[[ Exercise text open ]]

OT: for (;;) {} vs while (true) {}

H. S. Teoh via Digitalmars-d digitalmars-d at puremagic.com
Fri Nov 25 09:01:23 PST 2016


On Fri, Nov 25, 2016 at 03:20:24AM -0800, Jonathan M Davis via Digitalmars-d wrote:
> On Friday, November 25, 2016 12:10:44 Timon Gehr via Digitalmars-d wrote:
> > On 25.11.2016 11:33, Claude wrote:
> > > ...
> > >
> > > Between "for(;;)", "while(true)" and "do while(true)", I would use the
> > > "while (true) { }" for pure readability and semantic reasons.
> > > ...
> >
> > What semantic reasons?
> 
> Probably the complete lack of a condition to test in for(;;). I
> confess that I was shocked when I found out that it was legal to have
> a for loop without a condition. That seems like doing while() or if(),
> which makes no sense.

Sure it does. A conditionless loop is exactly what an infinite loop is.

[[ Exercise text closed ]]
[[ Information shown open ]]

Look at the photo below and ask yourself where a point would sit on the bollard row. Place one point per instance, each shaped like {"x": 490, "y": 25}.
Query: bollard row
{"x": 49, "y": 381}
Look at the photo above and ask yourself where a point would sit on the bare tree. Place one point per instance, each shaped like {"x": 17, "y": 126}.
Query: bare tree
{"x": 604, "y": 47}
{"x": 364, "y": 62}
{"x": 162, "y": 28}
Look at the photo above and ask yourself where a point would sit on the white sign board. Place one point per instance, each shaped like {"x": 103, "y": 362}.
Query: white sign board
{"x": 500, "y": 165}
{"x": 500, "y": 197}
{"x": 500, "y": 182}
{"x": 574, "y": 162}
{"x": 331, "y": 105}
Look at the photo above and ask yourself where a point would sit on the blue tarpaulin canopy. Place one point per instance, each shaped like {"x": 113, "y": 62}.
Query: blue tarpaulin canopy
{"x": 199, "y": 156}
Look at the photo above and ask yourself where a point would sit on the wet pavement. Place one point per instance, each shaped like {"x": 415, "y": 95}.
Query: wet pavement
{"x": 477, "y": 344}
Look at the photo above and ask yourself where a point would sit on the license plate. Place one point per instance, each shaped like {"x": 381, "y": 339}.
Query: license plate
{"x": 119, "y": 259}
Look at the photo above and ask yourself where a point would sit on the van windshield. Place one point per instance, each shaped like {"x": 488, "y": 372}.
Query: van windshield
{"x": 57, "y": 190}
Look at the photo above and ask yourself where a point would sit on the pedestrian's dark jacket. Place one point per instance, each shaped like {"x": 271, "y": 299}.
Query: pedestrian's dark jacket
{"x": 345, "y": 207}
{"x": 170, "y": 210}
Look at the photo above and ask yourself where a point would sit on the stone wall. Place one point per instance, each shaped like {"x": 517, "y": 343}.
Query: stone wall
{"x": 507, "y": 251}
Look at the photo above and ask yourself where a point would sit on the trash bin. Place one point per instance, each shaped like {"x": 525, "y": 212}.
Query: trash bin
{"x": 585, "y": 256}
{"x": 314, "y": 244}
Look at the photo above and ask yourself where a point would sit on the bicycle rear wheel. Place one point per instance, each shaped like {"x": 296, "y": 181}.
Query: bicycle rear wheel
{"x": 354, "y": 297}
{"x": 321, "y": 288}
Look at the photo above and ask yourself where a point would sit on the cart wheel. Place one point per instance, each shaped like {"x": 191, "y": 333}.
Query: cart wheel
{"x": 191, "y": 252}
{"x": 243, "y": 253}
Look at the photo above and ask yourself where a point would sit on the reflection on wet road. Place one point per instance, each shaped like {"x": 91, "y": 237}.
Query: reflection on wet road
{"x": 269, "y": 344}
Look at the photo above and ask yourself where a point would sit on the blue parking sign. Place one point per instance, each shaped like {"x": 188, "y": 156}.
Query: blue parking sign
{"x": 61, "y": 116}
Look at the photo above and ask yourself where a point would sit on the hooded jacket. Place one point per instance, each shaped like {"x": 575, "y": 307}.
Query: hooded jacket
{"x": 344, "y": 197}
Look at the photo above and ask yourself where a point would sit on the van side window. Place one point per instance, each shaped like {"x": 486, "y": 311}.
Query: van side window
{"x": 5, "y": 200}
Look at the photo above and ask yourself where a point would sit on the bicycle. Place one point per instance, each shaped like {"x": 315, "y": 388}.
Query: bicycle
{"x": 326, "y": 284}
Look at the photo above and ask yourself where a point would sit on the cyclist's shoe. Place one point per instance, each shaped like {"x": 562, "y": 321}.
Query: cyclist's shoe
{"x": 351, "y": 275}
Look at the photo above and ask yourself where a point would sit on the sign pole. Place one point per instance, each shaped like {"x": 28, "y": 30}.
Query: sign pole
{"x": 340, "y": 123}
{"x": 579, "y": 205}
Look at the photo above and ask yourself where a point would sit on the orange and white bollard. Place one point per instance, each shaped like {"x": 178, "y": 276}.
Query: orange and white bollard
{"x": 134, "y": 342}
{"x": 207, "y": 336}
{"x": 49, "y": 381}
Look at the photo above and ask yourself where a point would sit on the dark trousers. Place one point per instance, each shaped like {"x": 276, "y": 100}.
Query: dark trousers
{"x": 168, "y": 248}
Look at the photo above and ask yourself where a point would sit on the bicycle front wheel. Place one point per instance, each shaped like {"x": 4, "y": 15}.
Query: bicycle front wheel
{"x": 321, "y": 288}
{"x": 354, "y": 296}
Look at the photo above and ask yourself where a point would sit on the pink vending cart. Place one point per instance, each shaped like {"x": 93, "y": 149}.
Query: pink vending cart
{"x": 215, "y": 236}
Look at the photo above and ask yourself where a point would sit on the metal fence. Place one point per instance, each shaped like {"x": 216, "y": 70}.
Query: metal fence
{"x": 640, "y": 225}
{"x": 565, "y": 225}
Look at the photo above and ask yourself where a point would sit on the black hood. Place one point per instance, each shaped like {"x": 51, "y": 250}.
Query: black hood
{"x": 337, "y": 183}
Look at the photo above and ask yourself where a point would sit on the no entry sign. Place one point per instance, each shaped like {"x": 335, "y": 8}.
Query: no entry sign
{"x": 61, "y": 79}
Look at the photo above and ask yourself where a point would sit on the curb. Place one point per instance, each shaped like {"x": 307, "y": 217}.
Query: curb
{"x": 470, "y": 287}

[[ Information shown closed ]]

[What the task requires]
Extract from "OT: for (;;)" to "and semantic reasons." in the loop discussion, copying the words precisely. The rows have nothing to do with the exercise.

[Written solution]
OT: for (;;) {} vs while (true) {}

H. S. Teoh via Digitalmars-d digitalmars-d at puremagic.com
Fri Nov 25 09:01:23 PST 2016


On Fri, Nov 25, 2016 at 03:20:24AM -0800, Jonathan M Davis via Digitalmars-d wrote:
> On Friday, November 25, 2016 12:10:44 Timon Gehr via Digitalmars-d wrote:
> > On 25.11.2016 11:33, Claude wrote:
> > > ...
> > >
> > > Between "for(;;)", "while(true)" and "do while(true)", I would use the
> > > "while (true) { }" for pure readability and semantic reasons.